------ SELECTED EXCERPT ------

- The paper introduces novel methods like CKA to evaluate embedding similarity beyond traditional benchmarks.
- It employs both representational and retrieval-based measures, including Jaccard and rank similarity, to assess model performance.
- The study reveals intra- and inter-family clusters, offering actionable insights for selecting cost-effective, high-performing models.
Beyond Benchmarks: Evaluating Embedding Model Similarity for Retrieval Augmented Generation Systems
Introduction
The paper entitled "Beyond Benchmarks: Evaluating Embedding Model Similarity for Retrieval Augmented Generation Systems" (2407.08275) aims to enhance the model selection process for Retrieval Augmented Generation (RAG) systems by identifying similarities among embedding models beyond traditional benchmark performance scores. RAG systems, which utilize external knowledge bases to improve the factual accuracy and currency of LLMs, rely heavily on the retrieval of relevant text documents. This requires effective embeddings which are produced by various LLMs, many of which display similar benchmark performance but may differ in actual retrieval outputs.

------

REQUIRED TASKS:
- a) Based on the text on embedding model similarity, decide whether each statement agrees with it. Answer yes or no for each, and quote the deciding words. (i) The paper uses Jaccard and rank similarity among its measures. (ii) RAG systems rely only on knowledge held inside the LLM. (iii) Embedding models with similar benchmark performance always return the same retrieval outputs.
- b) Rewrite the text on embedding model similarity, everything from "- The paper" down to "cost-effective, high-performing models.", with "cost-effective" replaced by "affordable".

------ STORED DATA ------

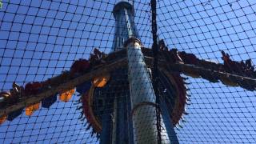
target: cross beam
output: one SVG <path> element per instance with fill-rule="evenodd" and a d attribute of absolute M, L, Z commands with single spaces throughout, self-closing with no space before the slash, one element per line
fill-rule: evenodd
<path fill-rule="evenodd" d="M 142 48 L 142 50 L 144 54 L 146 64 L 147 66 L 152 67 L 154 58 L 152 57 L 151 50 Z M 52 80 L 58 79 L 58 82 L 54 82 L 55 86 L 52 86 L 50 89 L 44 89 L 36 95 L 24 96 L 22 99 L 18 100 L 15 104 L 0 107 L 0 117 L 22 109 L 27 106 L 39 102 L 43 98 L 56 94 L 63 90 L 75 87 L 76 86 L 80 85 L 84 82 L 90 81 L 92 78 L 100 76 L 102 74 L 110 73 L 121 66 L 127 66 L 127 58 L 122 56 L 122 54 L 126 55 L 126 50 L 123 50 L 108 54 L 106 58 L 102 59 L 104 62 L 103 63 L 94 66 L 89 72 L 82 74 L 77 78 L 67 78 L 63 79 L 61 78 L 63 76 L 62 74 L 52 78 Z M 171 54 L 166 50 L 160 50 L 159 53 L 160 55 L 167 54 L 167 57 L 172 57 Z M 233 83 L 236 83 L 236 86 L 239 86 L 251 91 L 254 90 L 256 88 L 256 79 L 254 78 L 228 73 L 217 69 L 219 66 L 224 66 L 223 64 L 216 64 L 204 60 L 200 60 L 198 63 L 199 64 L 197 65 L 192 65 L 181 62 L 170 62 L 165 57 L 159 57 L 158 65 L 159 70 L 165 73 L 182 73 L 186 75 L 195 75 L 197 78 L 202 78 L 211 82 L 218 82 L 218 80 L 220 80 L 224 84 L 230 86 L 224 81 L 228 80 Z M 202 63 L 206 63 L 207 65 L 202 65 Z"/>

------

ANSWERS TO EACH TASK:
- a)
(i) Yes: "including Jaccard and rank similarity"
(ii) No: "utilize external knowledge bases to improve the factual accuracy and currency of LLMs"
(iii) No: "many of which display similar benchmark performance but may differ in actual retrieval outputs"

- b)
- The paper introduces novel methods like CKA to evaluate embedding similarity beyond traditional benchmarks.
- It employs both representational and retrieval-based measures, including Jaccard and rank similarity, to assess model performance.
- The study reveals intra- and inter-family clusters, offering actionable insights for selecting affordable, high-performing models.